Dataset entries

# # # #

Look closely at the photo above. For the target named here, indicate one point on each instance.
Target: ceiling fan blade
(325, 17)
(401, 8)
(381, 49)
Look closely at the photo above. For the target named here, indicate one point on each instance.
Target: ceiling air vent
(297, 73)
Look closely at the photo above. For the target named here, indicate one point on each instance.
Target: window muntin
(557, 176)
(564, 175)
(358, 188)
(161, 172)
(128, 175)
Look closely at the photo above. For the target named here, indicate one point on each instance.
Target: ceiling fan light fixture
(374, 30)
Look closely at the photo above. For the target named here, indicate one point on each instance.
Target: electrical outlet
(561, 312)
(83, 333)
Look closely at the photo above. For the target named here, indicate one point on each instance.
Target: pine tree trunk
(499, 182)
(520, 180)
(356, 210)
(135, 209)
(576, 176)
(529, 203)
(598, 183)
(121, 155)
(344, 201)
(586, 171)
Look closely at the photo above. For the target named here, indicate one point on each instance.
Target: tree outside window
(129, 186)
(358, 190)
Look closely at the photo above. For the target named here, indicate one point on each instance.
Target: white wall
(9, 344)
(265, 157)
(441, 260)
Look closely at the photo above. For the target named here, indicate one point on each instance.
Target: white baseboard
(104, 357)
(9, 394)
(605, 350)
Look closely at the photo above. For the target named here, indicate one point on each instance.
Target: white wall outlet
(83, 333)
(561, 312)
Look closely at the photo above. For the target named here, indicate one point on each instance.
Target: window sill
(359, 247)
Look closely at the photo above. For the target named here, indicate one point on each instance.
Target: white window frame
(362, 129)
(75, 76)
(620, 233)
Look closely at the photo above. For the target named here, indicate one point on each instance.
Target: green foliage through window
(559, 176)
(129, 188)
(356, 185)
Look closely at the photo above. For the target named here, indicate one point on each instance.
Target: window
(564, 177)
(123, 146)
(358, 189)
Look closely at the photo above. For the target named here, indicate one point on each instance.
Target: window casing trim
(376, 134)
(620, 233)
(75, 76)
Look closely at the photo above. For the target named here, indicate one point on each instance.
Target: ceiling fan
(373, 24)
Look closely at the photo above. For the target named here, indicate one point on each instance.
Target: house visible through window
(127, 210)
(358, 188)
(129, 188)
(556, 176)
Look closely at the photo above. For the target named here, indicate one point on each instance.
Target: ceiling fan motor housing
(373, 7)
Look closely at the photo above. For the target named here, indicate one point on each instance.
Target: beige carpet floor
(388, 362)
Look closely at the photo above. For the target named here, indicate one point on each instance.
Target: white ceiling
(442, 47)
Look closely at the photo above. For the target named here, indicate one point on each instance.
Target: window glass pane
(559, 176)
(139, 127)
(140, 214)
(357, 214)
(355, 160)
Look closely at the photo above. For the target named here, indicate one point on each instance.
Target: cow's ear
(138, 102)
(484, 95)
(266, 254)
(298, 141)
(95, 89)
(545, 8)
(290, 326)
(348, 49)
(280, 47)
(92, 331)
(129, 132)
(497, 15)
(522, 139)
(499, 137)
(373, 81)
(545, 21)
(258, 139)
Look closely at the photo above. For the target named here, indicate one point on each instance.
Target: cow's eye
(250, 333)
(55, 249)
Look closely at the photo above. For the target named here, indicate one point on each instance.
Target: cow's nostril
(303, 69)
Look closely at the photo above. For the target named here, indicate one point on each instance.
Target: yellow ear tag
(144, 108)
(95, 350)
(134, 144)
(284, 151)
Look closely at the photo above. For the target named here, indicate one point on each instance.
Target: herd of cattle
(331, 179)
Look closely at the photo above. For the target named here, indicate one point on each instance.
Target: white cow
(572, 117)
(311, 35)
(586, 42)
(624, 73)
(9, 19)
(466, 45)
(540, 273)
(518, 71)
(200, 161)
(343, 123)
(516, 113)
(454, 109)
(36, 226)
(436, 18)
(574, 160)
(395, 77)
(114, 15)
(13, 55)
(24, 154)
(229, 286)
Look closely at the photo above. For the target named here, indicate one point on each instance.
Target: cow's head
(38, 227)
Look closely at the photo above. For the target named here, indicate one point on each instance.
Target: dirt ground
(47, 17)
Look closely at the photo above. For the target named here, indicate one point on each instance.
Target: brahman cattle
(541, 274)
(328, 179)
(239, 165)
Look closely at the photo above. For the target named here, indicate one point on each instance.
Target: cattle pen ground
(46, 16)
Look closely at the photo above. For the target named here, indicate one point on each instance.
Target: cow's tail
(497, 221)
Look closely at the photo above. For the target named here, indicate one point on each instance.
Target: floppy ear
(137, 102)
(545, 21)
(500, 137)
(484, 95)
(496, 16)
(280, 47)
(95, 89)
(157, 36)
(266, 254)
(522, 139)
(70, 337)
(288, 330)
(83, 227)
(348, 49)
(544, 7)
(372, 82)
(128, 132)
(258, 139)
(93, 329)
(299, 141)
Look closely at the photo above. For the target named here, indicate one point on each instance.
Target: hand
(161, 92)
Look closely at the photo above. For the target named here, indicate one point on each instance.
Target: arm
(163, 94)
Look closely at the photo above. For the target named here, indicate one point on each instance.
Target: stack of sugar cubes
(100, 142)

# # # #

Assigned task: Set every entry down once more, exactly as written above.

Exercise response:
Look closely at the photo above. For the target named here, indicate one point on each instance.
Target: ceiling fan blade
(325, 17)
(401, 8)
(381, 49)
Look closely at the photo above. For the target named here, indicate one point on each instance.
Target: ceiling air vent
(297, 73)
Look closely at the photo above. For the target named here, indicate one point on each instance.
Target: window muntin
(557, 176)
(564, 175)
(358, 188)
(161, 172)
(128, 175)
Look closely at the photo above. For the target named here, indicate one point on each instance.
Target: ceiling fan light fixture
(374, 30)
Look closely at the photo above. For the target named here, indicate one point on each instance.
Target: electrical outlet
(561, 312)
(83, 333)
Look closely at the photo above. For the target named here, indicate one point on each instance.
Target: pine tree trunk
(499, 182)
(520, 180)
(356, 210)
(135, 209)
(576, 176)
(529, 203)
(598, 183)
(121, 155)
(344, 201)
(586, 171)
Look closely at the photo above. For the target named here, indicate one point on each instance.
Target: tree outside window
(129, 186)
(358, 190)
Look closely at the photo above. For the target named here, indicate one point on each instance.
Target: white wall
(9, 344)
(265, 157)
(441, 260)
Look closely at the photo above. For the target named here, indicate one point on each instance.
Target: white baseboard
(104, 357)
(9, 394)
(605, 350)
Look closely at the photo above. For the target named here, indicate one point on each instance.
Target: white wall outlet
(83, 333)
(561, 312)
Look closely at the photo above. For the target named here, indicate one point on each instance.
Target: window sill
(359, 247)
Look closely at the photo above. For the target named here, indicate one point on each instance.
Target: white window frame
(362, 129)
(75, 76)
(620, 233)
Look closely at the photo above. For the target named here, indicate one point on each instance.
Target: green foliage through window
(559, 176)
(129, 188)
(356, 185)
Look closely at the photo above. For the target named here, indicate one point on each instance.
Target: window
(564, 177)
(123, 146)
(358, 189)
Look closely at the photo above. For the target named here, indicate one point on each instance.
Target: window casing trim
(376, 134)
(620, 233)
(75, 76)
Look closely at the photo above. For the target named here, indicate one point on each instance.
Target: ceiling fan
(373, 24)
Look closely at the photo above. For the target named here, indicate one point on each instance.
Target: house visible through window
(127, 210)
(358, 188)
(129, 188)
(556, 176)
Look closely at the photo above. For the target named here, indicate one point on each instance.
Target: ceiling fan motor housing
(373, 7)
Look closely at the photo above. For the target named here, indicate one point on each instance.
Target: beige carpet floor
(388, 362)
Look closely at the photo above. For the target named here, indicate one point on each instance.
Target: white ceiling
(442, 47)
Look closely at the photo above. For the target named here, indicate one point on each instance.
Target: window glass pane
(559, 176)
(139, 127)
(140, 214)
(357, 214)
(355, 160)
Look closely at the photo above. For the target named here, indicate one point on each instance.
Target: cow's ear
(138, 102)
(484, 95)
(266, 254)
(298, 141)
(95, 89)
(545, 8)
(290, 326)
(348, 49)
(280, 47)
(92, 331)
(129, 132)
(497, 15)
(522, 139)
(499, 137)
(373, 81)
(545, 21)
(258, 139)
Look closely at the photo above. For the target named here, indicate one point on each instance.
Target: cow's eye
(250, 333)
(55, 249)
Look closely at the photo above. For the target named here, indicate one point on each instance.
Target: cow's nostril
(303, 69)
Look closely at the photo above. For the target named here, indicate one point on each instance.
Target: yellow ear tag
(144, 108)
(95, 350)
(134, 144)
(284, 151)
Look closely at the photo above. For the target named here, indicate one point on each instance.
Target: herd of cattle
(331, 179)
Look closely at the photo above. For the target named here, indicate one point on each instance.
Target: white cow
(572, 117)
(311, 35)
(586, 42)
(624, 73)
(9, 19)
(466, 45)
(540, 273)
(518, 71)
(200, 161)
(343, 123)
(516, 113)
(454, 109)
(36, 226)
(436, 18)
(574, 160)
(395, 77)
(114, 15)
(13, 55)
(24, 154)
(229, 286)
Look closely at the photo above. For the target named here, indicate one point on each instance.
Target: cow's head
(38, 227)
Look closely at the photo above. For the target named here, indicate one point on each instance.
Target: dirt ground
(47, 17)
Look closely at the photo above. For the target named here, indicate one point on each instance.
Target: brahman cattle
(541, 274)
(328, 179)
(239, 165)
Look closely at the photo above. For the target named here, indicate one point on each instance.
Target: cattle pen ground
(46, 16)
Look closely at the photo above. For the target named here, indicate one point on each instance.
Target: cow's tail
(497, 221)
Look closely at the photo above. For the target named here, indicate one point on each instance.
Target: floppy ear
(137, 102)
(545, 21)
(500, 137)
(484, 95)
(496, 16)
(280, 47)
(95, 89)
(157, 36)
(266, 254)
(522, 139)
(70, 337)
(288, 330)
(83, 227)
(348, 49)
(544, 7)
(372, 82)
(128, 132)
(258, 139)
(93, 329)
(299, 141)
Look closely at the photo above. For the target named here, indicate one point on each instance.
Target: hand
(161, 92)
Look closely at the photo above. For the target named here, indicate one point on each instance.
Target: arm
(163, 94)
Look closely at the photo above. For the target named here, indicate one point on each instance.
Target: stack of sugar cubes
(100, 142)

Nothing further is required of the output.